■ **EXERCISE DESCRIPTION**
Copy every line of the listing exactly.

(Entries taken from a collection)
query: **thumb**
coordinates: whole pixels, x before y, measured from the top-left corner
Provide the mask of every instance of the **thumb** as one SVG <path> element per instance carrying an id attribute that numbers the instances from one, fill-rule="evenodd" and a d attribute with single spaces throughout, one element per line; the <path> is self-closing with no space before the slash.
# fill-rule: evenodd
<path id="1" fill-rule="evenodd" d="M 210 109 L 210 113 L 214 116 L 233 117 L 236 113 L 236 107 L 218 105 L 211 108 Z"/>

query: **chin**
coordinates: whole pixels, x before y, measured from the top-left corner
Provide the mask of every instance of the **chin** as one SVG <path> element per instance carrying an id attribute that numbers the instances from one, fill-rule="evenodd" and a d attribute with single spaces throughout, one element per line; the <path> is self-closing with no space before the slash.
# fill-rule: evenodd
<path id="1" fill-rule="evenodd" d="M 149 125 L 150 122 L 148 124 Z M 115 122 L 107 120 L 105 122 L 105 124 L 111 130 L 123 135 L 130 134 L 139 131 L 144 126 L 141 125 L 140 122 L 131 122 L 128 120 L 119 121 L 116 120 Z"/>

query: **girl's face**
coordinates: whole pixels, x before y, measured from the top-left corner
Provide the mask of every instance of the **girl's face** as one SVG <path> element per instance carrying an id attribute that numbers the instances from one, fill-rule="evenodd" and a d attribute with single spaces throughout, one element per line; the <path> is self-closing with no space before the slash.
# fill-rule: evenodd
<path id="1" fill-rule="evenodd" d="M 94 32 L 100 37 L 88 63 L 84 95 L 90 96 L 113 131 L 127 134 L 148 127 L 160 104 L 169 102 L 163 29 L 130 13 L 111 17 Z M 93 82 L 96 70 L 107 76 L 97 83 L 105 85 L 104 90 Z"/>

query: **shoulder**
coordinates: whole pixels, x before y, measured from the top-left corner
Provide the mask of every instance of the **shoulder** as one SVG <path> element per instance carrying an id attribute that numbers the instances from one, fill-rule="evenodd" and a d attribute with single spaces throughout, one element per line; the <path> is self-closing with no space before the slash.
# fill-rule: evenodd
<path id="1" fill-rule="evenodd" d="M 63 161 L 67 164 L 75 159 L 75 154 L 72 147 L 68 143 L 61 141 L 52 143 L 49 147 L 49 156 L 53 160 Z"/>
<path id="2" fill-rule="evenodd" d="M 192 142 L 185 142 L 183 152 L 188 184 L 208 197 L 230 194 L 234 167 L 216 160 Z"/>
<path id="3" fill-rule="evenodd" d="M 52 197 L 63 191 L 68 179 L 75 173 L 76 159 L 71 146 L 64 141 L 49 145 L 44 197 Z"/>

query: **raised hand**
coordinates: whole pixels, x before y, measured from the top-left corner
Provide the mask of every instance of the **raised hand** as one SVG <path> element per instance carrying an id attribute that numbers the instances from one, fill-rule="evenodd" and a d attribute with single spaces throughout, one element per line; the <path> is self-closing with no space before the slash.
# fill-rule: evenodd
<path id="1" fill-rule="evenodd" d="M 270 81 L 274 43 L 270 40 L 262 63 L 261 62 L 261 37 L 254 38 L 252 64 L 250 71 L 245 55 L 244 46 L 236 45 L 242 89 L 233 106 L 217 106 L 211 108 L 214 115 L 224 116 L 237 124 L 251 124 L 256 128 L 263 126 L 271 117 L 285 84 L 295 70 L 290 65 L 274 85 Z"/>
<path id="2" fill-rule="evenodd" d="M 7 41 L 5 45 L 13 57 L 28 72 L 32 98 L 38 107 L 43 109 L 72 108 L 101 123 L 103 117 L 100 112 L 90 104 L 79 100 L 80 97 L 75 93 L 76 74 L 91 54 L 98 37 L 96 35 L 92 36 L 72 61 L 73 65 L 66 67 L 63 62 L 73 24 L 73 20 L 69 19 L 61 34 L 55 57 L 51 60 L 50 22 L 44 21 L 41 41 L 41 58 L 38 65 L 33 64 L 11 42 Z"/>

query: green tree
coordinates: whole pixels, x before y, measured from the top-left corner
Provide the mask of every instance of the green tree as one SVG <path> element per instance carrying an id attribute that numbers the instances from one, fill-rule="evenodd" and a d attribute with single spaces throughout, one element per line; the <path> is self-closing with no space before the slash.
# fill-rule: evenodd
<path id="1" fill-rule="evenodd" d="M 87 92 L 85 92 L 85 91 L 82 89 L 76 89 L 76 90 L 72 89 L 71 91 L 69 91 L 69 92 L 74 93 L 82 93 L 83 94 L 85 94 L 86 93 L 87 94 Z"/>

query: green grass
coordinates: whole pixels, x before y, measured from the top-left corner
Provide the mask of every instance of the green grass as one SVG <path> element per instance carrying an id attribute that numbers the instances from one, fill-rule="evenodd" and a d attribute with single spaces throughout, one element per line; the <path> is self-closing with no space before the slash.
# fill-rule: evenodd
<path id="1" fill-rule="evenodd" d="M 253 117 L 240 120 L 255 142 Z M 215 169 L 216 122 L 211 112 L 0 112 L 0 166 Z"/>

■ **EXPECTED ANSWER**
query: **thumb**
coordinates: whole pixels, x before y, measured from the top-left corner
Provide the mask of every instance of the **thumb** as one SVG <path> element per instance carrying an id attribute that numbers the instances from one, fill-rule="evenodd" and a d attribute with single spaces throughout, one element per line; the <path> is self-closing with no space before the slash.
# fill-rule: evenodd
<path id="1" fill-rule="evenodd" d="M 210 109 L 210 113 L 214 116 L 233 117 L 236 113 L 236 107 L 218 105 L 211 108 Z"/>

query: **chin**
coordinates: whole pixels, x before y, measured from the top-left corner
Provide the mask of every instance of the **chin** as one SVG <path> element per instance carrying an id attribute that numbers the instances from one, fill-rule="evenodd" and a d attribute with single spaces throughout, one element per line; the <path> is self-closing with no space before the slash.
# fill-rule: evenodd
<path id="1" fill-rule="evenodd" d="M 149 125 L 150 122 L 148 124 Z M 115 122 L 107 120 L 105 122 L 105 124 L 111 130 L 123 135 L 130 134 L 139 131 L 144 126 L 141 125 L 140 122 L 131 122 L 128 120 L 119 121 L 116 120 Z"/>

query: **girl's face**
coordinates: whole pixels, x before y, measured from the top-left corner
Provide the mask of every instance of the **girl's face** as one SVG <path> element per instance carrying an id attribute that numbers the instances from one, fill-rule="evenodd" and a d attribute with single spaces throughout, one element per line; the <path> is self-closing with no space before the slash.
# fill-rule: evenodd
<path id="1" fill-rule="evenodd" d="M 94 32 L 100 37 L 88 63 L 84 95 L 90 96 L 113 131 L 127 134 L 148 127 L 160 104 L 169 102 L 163 29 L 130 13 L 111 17 Z M 93 82 L 96 70 L 107 76 L 97 83 L 105 85 L 104 90 Z"/>

query: **shoulder**
coordinates: whole pixels, x before y, measured from the top-left corner
Provide the mask of every instance of the **shoulder** as one SVG <path> element per instance carrying an id attribute that numbers the instances from one, fill-rule="evenodd" and a d attribute with single spaces throughout, one element per line; the <path> is self-closing with no space before the slash.
# fill-rule: evenodd
<path id="1" fill-rule="evenodd" d="M 63 161 L 67 164 L 75 159 L 75 154 L 72 147 L 68 143 L 61 141 L 52 143 L 49 147 L 49 156 L 53 160 Z"/>
<path id="2" fill-rule="evenodd" d="M 192 142 L 185 142 L 183 152 L 188 184 L 208 197 L 230 194 L 234 167 L 216 160 Z"/>
<path id="3" fill-rule="evenodd" d="M 52 197 L 63 191 L 68 179 L 75 173 L 76 159 L 71 146 L 64 141 L 49 145 L 44 197 Z"/>

query: **raised hand**
coordinates: whole pixels, x before y, measured from the top-left corner
Provide the mask of every instance of the **raised hand** as one SVG <path> element per instance carrying an id attribute that numbers the instances from one, fill-rule="evenodd" and a d attribute with single spaces throughout, one element per line; the <path> is self-closing with no space before the slash.
# fill-rule: evenodd
<path id="1" fill-rule="evenodd" d="M 270 81 L 274 43 L 270 40 L 262 63 L 261 62 L 261 37 L 254 38 L 252 64 L 250 71 L 245 55 L 244 46 L 236 45 L 242 89 L 233 106 L 217 106 L 211 108 L 214 115 L 224 116 L 237 124 L 251 124 L 256 128 L 263 126 L 271 117 L 285 84 L 295 70 L 290 65 L 274 85 Z"/>
<path id="2" fill-rule="evenodd" d="M 7 41 L 5 45 L 13 57 L 28 72 L 32 98 L 38 107 L 43 109 L 72 108 L 101 123 L 103 117 L 100 112 L 90 104 L 79 100 L 80 97 L 75 93 L 76 74 L 91 54 L 98 37 L 96 35 L 92 36 L 72 61 L 73 65 L 66 67 L 63 62 L 73 24 L 73 20 L 69 19 L 61 34 L 55 57 L 51 60 L 50 22 L 44 21 L 41 41 L 41 58 L 38 65 L 33 64 L 11 42 Z"/>

query: green tree
coordinates: whole pixels, x before y, measured from the top-left corner
Provide the mask of every instance of the green tree as one SVG <path> element per instance carrying an id attribute that numbers the instances from one, fill-rule="evenodd" and a d attribute with single spaces throughout, one element per line; the <path> is self-closing with no space before the slash.
# fill-rule: evenodd
<path id="1" fill-rule="evenodd" d="M 87 92 L 85 92 L 85 91 L 82 89 L 76 89 L 76 90 L 72 89 L 71 91 L 69 91 L 69 92 L 74 93 L 82 93 L 83 94 L 85 94 L 86 93 L 87 94 Z"/>

query: green grass
coordinates: whole pixels, x before y, measured from the top-left corner
Provide the mask of every instance of the green grass as one SVG <path> element per instance carrying an id attribute that numbers the instances from one, fill-rule="evenodd" and a d attribute with single spaces throughout, one element per line; the <path> is self-closing with no space before the slash.
# fill-rule: evenodd
<path id="1" fill-rule="evenodd" d="M 253 117 L 240 120 L 255 142 Z M 215 169 L 216 122 L 211 112 L 0 112 L 0 166 Z"/>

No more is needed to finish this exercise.